Passage to read start

To crux of the optimization lies in trading waiting for random io for fast sequential IO. Turned out that my patch worked great if windows prefetch wasn’t trying to help (ie firefox ran faster without prefetch on my test systems). With prefetch on, the patch was either a smaller win or a downright loss. When I dug in deeper, it turned that the Windows Prefetch helpfully spends 3-6 seconds doing IO before any Firefox code gets to run. It also doesn’t read in a very clever pattern, resulting in a very small speed up for Firefox, but preventing my exciting optimization.

So I curled up into my defeated fetal position and pondered on how would I prevent Windows Prefetch from being so “helpful”. One way would be to install some crapware to cripple prefetch (kidding!), another way is to do the sequential IO in a separate executable(ala run-mozilla.sh on Unix). This way Windows doesn’t try to do insane amounts of IO before my preloading logic gets to run. This seems to work (see wrapper.exe talk in the bug) and has potential to double Firefox startup times. It’s also ugly as sin, but if that’s what it takes…

So now I need more reports to make sure the executable wrapper approach reliably/significantly speeds up cold(post-reboot) startup. Then we can make a decision on how to integrate this into Firefox. But until we have all the data, please don’t jump to conclusions on what will and wont make Firefox 2x faster.

Passage to read end
Extracted entries start

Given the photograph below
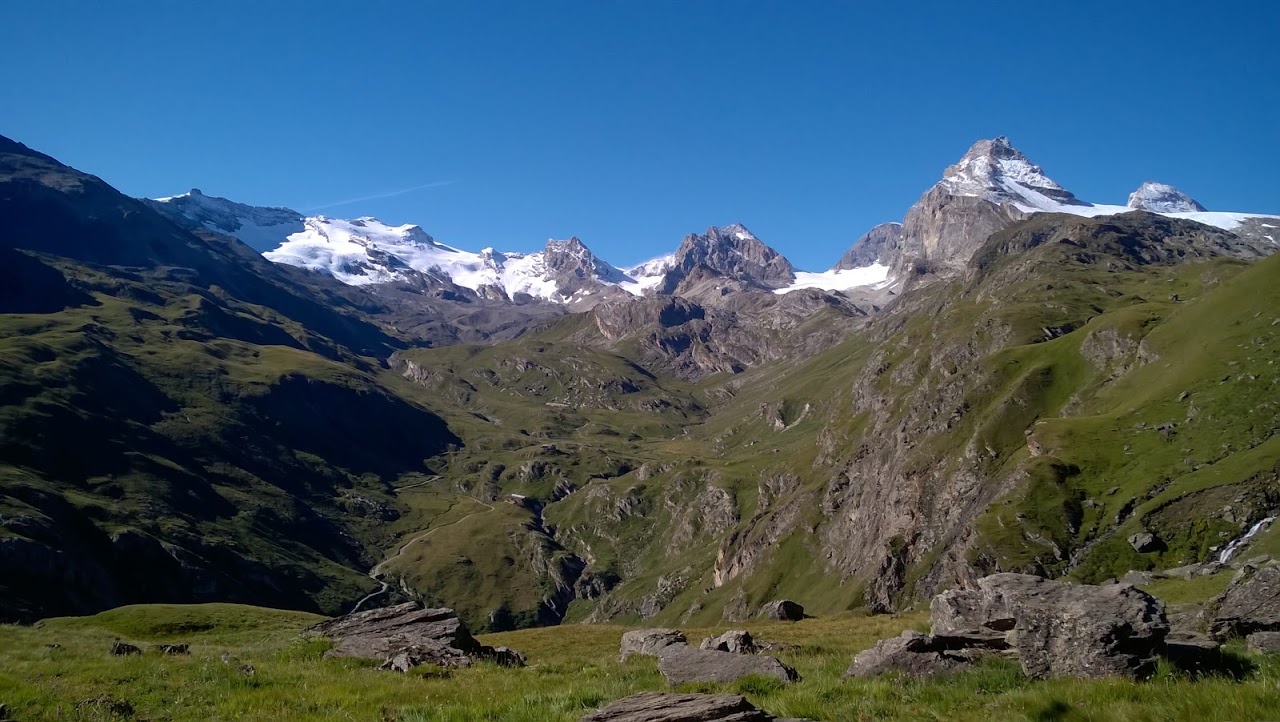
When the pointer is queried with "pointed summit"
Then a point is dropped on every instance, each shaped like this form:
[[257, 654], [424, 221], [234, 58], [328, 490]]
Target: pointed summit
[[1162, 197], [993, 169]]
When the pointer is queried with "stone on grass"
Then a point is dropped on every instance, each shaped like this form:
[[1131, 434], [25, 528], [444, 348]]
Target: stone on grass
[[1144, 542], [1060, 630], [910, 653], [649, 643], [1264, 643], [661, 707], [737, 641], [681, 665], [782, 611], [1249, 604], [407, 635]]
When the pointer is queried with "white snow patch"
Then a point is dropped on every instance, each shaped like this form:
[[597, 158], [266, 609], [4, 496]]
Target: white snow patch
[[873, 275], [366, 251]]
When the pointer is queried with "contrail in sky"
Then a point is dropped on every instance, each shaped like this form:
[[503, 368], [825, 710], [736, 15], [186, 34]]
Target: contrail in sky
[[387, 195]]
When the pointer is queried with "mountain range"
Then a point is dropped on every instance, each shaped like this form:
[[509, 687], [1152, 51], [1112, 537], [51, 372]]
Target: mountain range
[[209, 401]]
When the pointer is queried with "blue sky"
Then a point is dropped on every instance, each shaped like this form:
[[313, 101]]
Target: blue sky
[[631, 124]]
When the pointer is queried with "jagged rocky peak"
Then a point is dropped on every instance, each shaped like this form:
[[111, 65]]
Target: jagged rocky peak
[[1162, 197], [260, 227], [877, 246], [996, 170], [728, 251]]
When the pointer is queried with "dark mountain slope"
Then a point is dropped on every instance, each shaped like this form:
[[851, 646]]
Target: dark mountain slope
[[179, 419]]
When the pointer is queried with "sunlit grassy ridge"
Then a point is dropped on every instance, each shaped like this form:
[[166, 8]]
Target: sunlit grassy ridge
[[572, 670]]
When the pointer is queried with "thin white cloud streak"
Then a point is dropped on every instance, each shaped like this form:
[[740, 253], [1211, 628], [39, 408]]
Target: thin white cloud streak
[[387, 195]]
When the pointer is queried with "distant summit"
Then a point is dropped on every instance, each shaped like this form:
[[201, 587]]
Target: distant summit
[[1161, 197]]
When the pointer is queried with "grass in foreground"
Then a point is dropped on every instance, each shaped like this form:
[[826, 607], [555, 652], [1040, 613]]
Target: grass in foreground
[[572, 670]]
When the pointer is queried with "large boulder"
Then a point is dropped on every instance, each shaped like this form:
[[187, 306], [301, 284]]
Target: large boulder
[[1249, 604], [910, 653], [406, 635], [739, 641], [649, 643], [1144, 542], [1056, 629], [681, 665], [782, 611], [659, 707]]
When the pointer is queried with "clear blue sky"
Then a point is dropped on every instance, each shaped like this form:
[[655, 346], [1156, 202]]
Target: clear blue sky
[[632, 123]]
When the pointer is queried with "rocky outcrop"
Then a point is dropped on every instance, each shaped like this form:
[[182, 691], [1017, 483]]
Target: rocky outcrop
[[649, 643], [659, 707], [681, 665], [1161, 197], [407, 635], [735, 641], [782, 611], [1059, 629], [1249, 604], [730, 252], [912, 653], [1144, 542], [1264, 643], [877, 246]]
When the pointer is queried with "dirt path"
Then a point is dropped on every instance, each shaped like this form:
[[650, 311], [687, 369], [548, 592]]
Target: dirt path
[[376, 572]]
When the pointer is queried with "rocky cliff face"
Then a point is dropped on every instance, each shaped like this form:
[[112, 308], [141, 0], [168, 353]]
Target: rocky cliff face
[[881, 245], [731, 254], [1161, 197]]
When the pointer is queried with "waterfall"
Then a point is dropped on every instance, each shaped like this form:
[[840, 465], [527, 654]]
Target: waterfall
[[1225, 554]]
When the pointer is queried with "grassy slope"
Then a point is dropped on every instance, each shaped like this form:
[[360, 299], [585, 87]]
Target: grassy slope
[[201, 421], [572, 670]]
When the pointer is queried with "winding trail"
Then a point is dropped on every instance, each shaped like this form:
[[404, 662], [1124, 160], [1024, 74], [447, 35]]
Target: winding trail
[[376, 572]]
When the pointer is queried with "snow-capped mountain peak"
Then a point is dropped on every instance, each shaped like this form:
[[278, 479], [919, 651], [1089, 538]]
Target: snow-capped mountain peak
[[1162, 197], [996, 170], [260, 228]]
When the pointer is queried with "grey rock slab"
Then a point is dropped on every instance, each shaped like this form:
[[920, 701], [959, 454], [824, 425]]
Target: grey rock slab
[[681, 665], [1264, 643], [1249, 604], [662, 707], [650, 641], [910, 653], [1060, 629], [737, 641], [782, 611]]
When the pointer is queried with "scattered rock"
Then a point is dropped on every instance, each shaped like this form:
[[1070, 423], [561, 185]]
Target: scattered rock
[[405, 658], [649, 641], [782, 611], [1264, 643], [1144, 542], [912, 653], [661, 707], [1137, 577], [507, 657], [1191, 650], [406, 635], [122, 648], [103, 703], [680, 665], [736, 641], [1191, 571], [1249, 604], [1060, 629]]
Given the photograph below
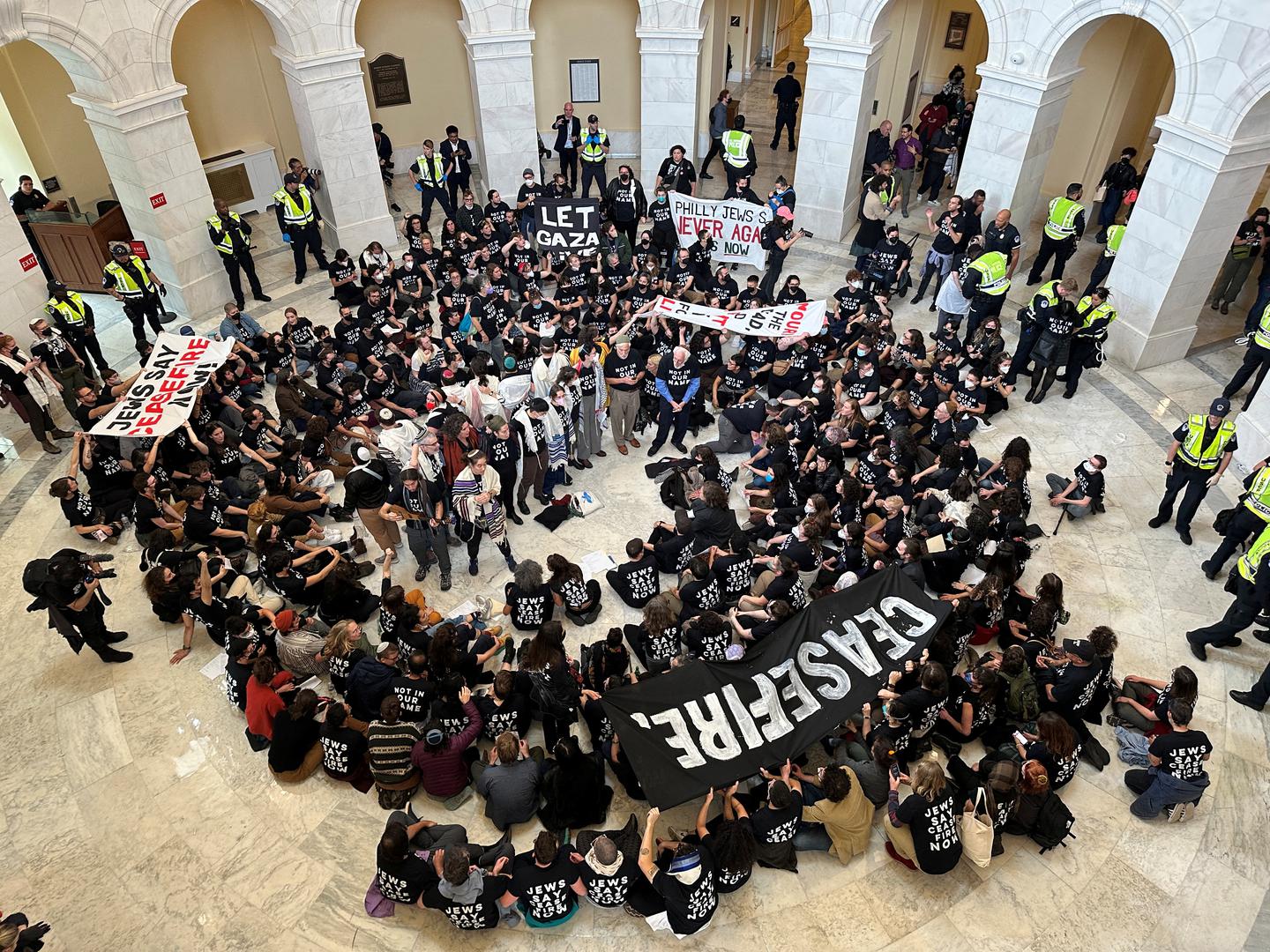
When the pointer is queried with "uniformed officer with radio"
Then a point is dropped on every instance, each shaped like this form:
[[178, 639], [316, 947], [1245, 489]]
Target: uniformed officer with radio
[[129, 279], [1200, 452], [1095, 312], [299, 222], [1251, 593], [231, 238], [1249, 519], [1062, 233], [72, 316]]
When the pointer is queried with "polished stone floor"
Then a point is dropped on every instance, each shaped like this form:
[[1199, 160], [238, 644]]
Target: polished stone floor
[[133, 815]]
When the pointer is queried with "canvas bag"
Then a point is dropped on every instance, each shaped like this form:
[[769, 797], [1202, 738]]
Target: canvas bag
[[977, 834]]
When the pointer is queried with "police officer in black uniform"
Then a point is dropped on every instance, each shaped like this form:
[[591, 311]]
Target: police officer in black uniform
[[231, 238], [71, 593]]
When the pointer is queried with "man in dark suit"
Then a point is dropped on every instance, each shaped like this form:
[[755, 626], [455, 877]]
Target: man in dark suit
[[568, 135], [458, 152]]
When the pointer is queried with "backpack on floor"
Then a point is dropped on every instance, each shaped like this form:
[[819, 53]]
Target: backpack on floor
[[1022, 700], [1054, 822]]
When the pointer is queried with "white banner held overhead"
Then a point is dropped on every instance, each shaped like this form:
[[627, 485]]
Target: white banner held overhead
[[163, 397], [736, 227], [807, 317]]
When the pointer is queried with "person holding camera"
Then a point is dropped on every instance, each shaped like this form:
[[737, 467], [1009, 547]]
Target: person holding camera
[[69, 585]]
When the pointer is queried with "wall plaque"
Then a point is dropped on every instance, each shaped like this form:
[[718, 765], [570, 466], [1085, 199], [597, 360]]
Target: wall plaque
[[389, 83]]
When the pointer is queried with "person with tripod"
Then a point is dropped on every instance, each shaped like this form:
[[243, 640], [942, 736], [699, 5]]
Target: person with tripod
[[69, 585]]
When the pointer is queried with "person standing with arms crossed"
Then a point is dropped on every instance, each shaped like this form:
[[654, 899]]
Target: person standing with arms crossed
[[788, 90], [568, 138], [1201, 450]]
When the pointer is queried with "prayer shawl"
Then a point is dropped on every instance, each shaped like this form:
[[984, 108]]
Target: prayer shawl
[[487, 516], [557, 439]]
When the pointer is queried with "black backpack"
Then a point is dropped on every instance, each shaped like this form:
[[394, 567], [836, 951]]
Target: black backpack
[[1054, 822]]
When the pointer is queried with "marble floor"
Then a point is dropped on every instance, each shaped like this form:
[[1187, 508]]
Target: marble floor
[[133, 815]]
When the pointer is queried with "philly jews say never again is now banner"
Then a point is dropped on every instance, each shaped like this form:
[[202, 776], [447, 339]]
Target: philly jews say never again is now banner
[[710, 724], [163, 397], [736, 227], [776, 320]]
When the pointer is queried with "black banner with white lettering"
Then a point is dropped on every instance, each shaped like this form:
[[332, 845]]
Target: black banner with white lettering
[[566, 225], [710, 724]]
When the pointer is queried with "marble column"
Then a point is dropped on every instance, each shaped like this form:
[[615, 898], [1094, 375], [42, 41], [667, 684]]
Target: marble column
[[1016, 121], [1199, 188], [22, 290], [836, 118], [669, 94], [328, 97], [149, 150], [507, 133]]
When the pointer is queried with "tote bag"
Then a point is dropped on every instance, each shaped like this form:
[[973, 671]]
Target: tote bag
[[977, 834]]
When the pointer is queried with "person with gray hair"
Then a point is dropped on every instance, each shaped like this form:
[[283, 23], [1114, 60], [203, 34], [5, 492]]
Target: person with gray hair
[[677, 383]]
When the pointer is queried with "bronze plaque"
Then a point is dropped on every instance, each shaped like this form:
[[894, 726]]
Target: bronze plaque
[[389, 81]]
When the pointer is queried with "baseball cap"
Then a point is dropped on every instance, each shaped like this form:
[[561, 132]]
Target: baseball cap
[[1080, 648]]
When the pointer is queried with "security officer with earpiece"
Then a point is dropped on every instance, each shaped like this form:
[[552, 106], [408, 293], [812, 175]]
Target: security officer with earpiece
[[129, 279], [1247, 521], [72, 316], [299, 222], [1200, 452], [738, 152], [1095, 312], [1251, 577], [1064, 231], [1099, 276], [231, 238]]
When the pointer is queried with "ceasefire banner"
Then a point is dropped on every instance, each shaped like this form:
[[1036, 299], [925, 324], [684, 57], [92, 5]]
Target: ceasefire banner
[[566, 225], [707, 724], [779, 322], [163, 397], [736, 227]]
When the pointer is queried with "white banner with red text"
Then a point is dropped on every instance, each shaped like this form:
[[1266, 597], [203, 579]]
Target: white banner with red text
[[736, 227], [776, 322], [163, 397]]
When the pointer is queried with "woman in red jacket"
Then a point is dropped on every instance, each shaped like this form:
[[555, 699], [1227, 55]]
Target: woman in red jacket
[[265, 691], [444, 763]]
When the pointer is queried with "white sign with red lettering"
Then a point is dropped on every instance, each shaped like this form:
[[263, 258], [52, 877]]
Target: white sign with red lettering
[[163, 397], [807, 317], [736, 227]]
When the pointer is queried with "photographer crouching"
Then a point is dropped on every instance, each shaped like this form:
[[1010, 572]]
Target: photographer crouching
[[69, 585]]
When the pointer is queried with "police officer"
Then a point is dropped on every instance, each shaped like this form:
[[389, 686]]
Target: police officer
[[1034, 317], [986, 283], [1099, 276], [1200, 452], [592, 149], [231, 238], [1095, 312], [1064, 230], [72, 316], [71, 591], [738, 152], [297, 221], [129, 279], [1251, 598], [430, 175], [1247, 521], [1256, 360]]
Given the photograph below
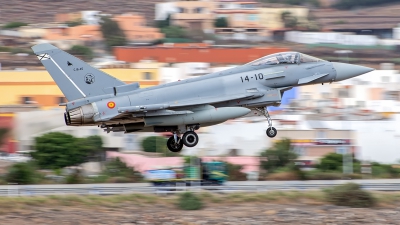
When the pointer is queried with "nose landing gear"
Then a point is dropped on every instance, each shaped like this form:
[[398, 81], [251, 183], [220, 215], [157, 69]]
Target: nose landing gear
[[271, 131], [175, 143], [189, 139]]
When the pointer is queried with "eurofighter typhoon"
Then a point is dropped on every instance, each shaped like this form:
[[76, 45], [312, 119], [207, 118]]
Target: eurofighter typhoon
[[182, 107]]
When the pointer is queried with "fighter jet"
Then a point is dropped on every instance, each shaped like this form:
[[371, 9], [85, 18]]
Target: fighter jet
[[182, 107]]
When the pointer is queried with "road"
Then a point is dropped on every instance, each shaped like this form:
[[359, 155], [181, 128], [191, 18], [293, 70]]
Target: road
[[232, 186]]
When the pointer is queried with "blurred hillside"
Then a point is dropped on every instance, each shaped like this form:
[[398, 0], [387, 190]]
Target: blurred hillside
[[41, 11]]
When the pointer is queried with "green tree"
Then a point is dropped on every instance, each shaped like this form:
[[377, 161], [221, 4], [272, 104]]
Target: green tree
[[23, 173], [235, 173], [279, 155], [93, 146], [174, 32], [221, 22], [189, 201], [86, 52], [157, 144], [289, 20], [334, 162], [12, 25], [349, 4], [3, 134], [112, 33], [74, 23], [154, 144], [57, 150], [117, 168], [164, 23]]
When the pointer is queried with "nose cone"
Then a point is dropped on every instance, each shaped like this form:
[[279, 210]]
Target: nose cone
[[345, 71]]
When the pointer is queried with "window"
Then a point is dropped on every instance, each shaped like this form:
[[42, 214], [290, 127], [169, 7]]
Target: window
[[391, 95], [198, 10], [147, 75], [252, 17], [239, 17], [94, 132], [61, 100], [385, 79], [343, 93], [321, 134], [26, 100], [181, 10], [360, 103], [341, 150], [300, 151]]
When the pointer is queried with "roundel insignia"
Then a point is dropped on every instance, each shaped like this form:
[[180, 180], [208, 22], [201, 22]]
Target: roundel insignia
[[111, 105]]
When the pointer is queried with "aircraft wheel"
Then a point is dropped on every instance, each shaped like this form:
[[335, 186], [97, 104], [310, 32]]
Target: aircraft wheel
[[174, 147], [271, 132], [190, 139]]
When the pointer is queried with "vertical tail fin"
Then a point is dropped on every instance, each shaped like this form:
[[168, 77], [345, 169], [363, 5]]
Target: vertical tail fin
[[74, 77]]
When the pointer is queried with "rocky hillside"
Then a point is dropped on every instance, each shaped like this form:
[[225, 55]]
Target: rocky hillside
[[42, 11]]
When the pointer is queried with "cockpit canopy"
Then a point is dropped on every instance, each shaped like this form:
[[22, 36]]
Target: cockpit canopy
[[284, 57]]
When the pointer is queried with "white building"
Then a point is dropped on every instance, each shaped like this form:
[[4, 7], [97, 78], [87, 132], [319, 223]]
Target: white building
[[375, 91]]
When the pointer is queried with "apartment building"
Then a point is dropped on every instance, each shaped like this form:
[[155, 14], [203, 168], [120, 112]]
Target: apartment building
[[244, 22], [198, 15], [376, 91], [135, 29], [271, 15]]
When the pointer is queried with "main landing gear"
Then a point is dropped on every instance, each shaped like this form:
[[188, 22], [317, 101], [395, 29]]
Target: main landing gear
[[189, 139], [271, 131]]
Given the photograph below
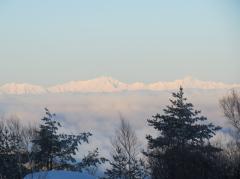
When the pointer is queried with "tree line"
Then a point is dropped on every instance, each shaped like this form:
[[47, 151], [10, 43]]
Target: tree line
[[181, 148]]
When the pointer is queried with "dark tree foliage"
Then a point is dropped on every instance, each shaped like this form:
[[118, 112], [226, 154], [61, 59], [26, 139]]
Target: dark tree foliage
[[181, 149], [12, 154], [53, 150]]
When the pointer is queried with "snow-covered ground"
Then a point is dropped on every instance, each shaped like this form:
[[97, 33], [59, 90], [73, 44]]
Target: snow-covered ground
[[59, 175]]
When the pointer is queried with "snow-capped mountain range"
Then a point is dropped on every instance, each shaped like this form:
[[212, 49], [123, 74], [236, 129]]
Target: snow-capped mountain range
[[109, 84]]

Extracted entries end

* **Work instructions**
Reproduce the full passage about Windows Prefetch and Firefox startup times word for word.

* **Complete answer**
To crux of the optimization lies in trading waiting for random io for fast sequential IO. Turned out that my patch worked great if windows prefetch wasn’t trying to help (ie firefox ran faster without prefetch on my test systems). With prefetch on, the patch was either a smaller win or a downright loss. When I dug in deeper, it turned that the Windows Prefetch helpfully spends 3-6 seconds doing IO before any Firefox code gets to run. It also doesn’t read in a very clever pattern, resulting in a very small speed up for Firefox, but preventing my exciting optimization.

So I curled up into my defeated fetal position and pondered on how would I prevent Windows Prefetch from being so “helpful”. One way would be to install some crapware to cripple prefetch (kidding!), another way is to do the sequential IO in a separate executable(ala run-mozilla.sh on Unix). This way Windows doesn’t try to do insane amounts of IO before my preloading logic gets to run. This seems to work (see wrapper.exe talk in the bug) and has potential to double Firefox startup times. It’s also ugly as sin, but if that’s what it takes…

So now I need more reports to make sure the executable wrapper approach reliably/significantly speeds up cold(post-reboot) startup. Then we can make a decision on how to integrate this into Firefox. But until we have all the data, please don’t jump to conclusions on what will and wont make Firefox 2x faster.